Problem to solve | The line containing "[tag] man sitting" and every line after it, through the last, are to be extracted exactly; no other lines belong in the answer.

# Stored data start

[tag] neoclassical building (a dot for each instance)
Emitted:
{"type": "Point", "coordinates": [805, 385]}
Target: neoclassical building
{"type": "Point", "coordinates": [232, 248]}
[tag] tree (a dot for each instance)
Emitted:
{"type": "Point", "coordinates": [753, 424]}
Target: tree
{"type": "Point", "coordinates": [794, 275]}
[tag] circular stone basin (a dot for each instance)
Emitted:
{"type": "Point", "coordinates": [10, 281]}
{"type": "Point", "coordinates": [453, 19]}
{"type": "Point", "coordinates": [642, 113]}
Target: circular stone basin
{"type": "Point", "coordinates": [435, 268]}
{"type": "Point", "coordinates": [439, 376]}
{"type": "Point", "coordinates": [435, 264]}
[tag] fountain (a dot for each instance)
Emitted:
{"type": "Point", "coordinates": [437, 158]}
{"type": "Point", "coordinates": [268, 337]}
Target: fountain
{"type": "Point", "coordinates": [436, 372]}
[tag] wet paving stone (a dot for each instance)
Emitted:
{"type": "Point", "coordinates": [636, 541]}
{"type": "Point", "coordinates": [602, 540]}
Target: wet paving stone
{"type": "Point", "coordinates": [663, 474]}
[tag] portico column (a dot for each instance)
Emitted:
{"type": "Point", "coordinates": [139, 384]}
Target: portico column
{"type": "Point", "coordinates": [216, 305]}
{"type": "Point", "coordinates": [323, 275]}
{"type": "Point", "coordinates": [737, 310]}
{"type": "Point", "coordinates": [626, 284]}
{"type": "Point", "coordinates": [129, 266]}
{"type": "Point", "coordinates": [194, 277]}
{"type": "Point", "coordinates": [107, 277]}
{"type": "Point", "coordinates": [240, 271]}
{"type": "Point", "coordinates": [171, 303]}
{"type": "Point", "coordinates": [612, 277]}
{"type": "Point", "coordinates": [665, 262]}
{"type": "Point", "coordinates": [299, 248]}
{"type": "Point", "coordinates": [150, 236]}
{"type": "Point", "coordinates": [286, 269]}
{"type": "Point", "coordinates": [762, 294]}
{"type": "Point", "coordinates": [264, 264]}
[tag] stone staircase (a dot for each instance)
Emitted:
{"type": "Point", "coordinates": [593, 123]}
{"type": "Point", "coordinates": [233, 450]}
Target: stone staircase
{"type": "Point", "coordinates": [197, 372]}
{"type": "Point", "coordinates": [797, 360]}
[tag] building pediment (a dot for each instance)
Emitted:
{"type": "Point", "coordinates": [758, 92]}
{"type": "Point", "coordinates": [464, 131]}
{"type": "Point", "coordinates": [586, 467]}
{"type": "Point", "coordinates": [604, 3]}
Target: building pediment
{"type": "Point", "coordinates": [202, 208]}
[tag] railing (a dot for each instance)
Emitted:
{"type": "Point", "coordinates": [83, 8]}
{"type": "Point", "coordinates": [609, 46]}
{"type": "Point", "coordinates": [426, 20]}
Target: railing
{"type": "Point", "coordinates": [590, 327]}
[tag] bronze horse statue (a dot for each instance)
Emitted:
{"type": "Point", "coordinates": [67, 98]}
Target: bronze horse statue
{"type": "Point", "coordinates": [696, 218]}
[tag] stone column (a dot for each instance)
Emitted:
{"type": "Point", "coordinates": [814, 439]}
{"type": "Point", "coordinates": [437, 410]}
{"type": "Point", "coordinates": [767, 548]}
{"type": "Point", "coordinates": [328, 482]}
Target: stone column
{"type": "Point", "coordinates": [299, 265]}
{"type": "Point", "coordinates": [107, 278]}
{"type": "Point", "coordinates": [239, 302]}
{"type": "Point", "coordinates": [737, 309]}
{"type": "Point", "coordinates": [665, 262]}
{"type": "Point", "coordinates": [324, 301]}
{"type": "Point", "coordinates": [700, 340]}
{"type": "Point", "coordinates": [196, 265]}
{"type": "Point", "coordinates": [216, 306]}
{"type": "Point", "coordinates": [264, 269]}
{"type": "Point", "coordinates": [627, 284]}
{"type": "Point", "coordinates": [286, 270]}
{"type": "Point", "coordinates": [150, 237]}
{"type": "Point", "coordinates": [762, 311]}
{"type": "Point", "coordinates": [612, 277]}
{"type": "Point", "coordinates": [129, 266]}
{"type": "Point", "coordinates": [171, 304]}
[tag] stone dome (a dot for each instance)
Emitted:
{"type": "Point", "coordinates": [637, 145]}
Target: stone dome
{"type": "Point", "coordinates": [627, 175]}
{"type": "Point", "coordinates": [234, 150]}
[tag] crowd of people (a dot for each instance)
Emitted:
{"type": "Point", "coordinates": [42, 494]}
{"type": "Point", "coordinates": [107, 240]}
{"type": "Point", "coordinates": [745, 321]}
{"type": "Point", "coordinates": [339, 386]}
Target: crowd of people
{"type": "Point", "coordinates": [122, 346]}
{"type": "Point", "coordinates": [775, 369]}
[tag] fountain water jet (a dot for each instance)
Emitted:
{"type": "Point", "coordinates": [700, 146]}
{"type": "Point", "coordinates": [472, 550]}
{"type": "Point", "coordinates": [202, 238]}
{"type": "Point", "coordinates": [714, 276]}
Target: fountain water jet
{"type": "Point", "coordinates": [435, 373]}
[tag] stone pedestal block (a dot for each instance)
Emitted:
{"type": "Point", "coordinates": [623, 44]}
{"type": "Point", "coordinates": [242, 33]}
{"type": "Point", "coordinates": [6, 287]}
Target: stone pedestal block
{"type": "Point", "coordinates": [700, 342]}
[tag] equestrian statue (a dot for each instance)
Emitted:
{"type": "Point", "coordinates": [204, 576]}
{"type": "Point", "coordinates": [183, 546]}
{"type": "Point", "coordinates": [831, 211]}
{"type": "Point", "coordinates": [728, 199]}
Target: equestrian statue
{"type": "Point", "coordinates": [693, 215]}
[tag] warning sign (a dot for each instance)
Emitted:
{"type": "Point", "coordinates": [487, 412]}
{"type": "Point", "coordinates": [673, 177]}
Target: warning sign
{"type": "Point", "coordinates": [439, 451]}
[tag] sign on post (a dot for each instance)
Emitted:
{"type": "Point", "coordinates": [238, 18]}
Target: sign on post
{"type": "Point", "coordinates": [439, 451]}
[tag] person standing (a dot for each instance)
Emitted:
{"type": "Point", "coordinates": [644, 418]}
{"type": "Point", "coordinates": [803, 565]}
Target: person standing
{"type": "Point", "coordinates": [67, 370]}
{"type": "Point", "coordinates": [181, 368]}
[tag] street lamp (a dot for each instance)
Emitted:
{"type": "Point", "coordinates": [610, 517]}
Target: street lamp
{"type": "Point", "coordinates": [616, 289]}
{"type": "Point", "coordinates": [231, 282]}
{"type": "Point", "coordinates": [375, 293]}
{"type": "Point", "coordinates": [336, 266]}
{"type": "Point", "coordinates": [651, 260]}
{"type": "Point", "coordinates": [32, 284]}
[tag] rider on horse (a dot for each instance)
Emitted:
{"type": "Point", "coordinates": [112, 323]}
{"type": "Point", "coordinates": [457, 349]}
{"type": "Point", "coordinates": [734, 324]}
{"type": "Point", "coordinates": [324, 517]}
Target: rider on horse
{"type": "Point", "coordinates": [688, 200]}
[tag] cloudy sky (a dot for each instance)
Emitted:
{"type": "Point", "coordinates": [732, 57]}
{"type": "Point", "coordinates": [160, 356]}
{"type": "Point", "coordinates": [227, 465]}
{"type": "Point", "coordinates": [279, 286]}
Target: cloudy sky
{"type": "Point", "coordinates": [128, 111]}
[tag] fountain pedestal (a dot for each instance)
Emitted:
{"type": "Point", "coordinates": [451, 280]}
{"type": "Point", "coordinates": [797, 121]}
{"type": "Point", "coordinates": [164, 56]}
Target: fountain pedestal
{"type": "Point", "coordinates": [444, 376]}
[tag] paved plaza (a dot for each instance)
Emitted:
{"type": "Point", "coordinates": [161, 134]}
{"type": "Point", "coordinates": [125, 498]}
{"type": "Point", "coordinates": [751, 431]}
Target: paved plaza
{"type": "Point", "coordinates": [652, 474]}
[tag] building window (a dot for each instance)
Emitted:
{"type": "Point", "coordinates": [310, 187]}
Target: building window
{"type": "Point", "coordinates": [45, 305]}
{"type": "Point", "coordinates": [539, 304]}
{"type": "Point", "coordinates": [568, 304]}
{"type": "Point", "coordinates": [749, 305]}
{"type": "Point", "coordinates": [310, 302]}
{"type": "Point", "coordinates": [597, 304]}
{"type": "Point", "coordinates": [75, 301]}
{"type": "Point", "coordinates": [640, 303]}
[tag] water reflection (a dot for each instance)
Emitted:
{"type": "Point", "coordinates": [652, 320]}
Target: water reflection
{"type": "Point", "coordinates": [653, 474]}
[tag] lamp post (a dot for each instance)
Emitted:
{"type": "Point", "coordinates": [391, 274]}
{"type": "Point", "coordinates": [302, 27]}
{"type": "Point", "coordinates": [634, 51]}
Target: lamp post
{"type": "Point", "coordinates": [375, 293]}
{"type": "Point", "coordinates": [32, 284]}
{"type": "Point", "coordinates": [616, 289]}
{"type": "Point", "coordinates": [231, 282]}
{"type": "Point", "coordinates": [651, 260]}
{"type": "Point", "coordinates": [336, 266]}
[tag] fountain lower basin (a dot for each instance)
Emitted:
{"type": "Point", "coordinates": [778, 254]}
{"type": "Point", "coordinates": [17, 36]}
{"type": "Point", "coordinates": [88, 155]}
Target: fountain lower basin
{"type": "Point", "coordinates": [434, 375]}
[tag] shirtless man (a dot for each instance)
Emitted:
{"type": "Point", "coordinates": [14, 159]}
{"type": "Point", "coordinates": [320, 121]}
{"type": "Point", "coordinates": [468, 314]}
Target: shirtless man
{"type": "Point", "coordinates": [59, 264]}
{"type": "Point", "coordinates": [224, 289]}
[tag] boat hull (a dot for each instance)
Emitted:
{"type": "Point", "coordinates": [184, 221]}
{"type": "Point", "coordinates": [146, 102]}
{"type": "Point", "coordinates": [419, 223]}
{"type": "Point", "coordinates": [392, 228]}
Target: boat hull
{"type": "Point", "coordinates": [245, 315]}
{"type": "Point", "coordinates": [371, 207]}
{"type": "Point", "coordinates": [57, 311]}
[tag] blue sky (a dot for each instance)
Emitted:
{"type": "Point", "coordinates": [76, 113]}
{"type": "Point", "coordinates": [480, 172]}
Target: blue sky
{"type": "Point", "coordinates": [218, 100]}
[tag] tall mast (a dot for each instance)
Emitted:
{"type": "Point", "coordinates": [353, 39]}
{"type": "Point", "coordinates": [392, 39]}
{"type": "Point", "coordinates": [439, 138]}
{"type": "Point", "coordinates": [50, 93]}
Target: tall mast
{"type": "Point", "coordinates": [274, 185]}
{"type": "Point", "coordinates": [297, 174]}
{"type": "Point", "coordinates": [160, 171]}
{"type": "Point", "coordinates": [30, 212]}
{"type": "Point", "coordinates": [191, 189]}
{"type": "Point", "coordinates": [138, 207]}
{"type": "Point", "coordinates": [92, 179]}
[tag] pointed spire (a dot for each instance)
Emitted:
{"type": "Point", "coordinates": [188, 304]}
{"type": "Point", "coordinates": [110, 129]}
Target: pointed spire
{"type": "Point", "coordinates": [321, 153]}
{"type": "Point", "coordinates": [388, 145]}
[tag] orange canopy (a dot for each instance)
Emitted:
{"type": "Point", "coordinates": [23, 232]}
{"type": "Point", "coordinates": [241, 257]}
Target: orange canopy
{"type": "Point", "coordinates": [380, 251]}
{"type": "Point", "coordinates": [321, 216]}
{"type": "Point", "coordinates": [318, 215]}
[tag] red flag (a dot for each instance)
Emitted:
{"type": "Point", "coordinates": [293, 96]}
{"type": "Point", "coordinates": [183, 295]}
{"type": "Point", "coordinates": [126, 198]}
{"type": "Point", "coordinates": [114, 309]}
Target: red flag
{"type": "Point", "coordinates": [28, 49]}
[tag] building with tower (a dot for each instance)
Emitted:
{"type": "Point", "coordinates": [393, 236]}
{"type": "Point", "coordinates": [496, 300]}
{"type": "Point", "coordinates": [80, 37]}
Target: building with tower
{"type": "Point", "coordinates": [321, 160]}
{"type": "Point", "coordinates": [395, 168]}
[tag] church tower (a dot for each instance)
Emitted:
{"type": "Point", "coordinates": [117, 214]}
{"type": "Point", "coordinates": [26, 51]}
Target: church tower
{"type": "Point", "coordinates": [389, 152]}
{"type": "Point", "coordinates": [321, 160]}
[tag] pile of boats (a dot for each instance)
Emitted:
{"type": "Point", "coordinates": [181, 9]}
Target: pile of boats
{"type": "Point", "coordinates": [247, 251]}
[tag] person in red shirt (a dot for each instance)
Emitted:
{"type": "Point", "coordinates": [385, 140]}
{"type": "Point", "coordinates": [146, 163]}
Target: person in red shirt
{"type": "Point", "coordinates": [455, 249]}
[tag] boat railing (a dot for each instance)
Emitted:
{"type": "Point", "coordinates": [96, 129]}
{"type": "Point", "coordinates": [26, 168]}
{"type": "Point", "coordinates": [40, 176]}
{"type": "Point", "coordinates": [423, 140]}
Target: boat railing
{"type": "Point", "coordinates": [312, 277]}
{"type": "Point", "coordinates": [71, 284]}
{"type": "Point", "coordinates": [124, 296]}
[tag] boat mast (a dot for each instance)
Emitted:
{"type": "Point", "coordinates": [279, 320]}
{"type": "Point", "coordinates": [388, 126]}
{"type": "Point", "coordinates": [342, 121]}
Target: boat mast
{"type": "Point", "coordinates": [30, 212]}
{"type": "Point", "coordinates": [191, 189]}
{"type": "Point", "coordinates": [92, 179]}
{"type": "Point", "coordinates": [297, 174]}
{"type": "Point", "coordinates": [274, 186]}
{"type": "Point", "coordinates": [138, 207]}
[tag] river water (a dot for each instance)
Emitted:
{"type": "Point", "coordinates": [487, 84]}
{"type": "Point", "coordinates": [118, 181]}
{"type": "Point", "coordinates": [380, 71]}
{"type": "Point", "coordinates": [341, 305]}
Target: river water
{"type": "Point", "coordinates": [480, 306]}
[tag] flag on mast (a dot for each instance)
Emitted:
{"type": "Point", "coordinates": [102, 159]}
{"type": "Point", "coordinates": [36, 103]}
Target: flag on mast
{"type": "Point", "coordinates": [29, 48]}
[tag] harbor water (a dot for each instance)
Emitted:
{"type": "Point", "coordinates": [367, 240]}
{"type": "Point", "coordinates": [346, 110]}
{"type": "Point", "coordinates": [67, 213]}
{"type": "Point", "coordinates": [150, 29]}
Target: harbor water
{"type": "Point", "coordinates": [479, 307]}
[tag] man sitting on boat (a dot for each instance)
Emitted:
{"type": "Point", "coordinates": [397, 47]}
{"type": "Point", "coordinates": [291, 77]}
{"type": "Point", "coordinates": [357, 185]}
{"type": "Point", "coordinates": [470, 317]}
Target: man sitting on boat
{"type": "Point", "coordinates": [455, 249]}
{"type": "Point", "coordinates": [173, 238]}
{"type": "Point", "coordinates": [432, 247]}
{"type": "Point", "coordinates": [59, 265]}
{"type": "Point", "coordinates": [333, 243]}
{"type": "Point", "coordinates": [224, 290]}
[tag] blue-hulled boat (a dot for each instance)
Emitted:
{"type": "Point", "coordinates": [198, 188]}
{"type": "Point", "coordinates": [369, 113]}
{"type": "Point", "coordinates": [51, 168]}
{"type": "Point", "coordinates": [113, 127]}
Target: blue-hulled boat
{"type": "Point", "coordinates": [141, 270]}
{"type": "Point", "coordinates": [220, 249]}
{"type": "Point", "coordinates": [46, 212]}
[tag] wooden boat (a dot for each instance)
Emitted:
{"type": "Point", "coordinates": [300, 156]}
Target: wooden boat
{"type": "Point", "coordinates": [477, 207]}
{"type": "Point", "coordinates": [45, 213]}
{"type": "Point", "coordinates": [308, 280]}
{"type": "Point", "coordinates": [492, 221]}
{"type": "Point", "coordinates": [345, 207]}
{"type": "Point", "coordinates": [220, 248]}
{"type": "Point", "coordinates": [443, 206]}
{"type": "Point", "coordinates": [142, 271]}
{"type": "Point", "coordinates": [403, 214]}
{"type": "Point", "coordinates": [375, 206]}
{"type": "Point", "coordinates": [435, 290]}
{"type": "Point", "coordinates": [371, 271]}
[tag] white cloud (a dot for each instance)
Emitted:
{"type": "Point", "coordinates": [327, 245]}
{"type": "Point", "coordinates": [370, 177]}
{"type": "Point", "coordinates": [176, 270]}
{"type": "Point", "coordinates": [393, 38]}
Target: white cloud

# Stored data end

Task answer |
[tag] man sitting on boat (a dot for each instance)
Emitted:
{"type": "Point", "coordinates": [397, 47]}
{"type": "Point", "coordinates": [291, 77]}
{"type": "Point", "coordinates": [357, 185]}
{"type": "Point", "coordinates": [470, 317]}
Target: man sitting on boat
{"type": "Point", "coordinates": [455, 249]}
{"type": "Point", "coordinates": [173, 238]}
{"type": "Point", "coordinates": [432, 247]}
{"type": "Point", "coordinates": [59, 265]}
{"type": "Point", "coordinates": [333, 243]}
{"type": "Point", "coordinates": [224, 290]}
[tag] blue-hulled boat (a dot for each instance)
Emitted:
{"type": "Point", "coordinates": [198, 188]}
{"type": "Point", "coordinates": [369, 113]}
{"type": "Point", "coordinates": [51, 168]}
{"type": "Point", "coordinates": [113, 127]}
Target: blue-hulled boat
{"type": "Point", "coordinates": [141, 270]}
{"type": "Point", "coordinates": [220, 249]}
{"type": "Point", "coordinates": [46, 212]}
[tag] wooden boat (a dot for each instance)
Emitted:
{"type": "Point", "coordinates": [300, 156]}
Target: wooden boat
{"type": "Point", "coordinates": [477, 207]}
{"type": "Point", "coordinates": [45, 213]}
{"type": "Point", "coordinates": [308, 280]}
{"type": "Point", "coordinates": [492, 221]}
{"type": "Point", "coordinates": [345, 207]}
{"type": "Point", "coordinates": [220, 248]}
{"type": "Point", "coordinates": [443, 206]}
{"type": "Point", "coordinates": [142, 271]}
{"type": "Point", "coordinates": [403, 214]}
{"type": "Point", "coordinates": [375, 206]}
{"type": "Point", "coordinates": [435, 290]}
{"type": "Point", "coordinates": [371, 271]}
[tag] white cloud (a dot for each instance)
Emitted:
{"type": "Point", "coordinates": [327, 245]}
{"type": "Point", "coordinates": [370, 177]}
{"type": "Point", "coordinates": [176, 270]}
{"type": "Point", "coordinates": [393, 38]}
Target: white cloud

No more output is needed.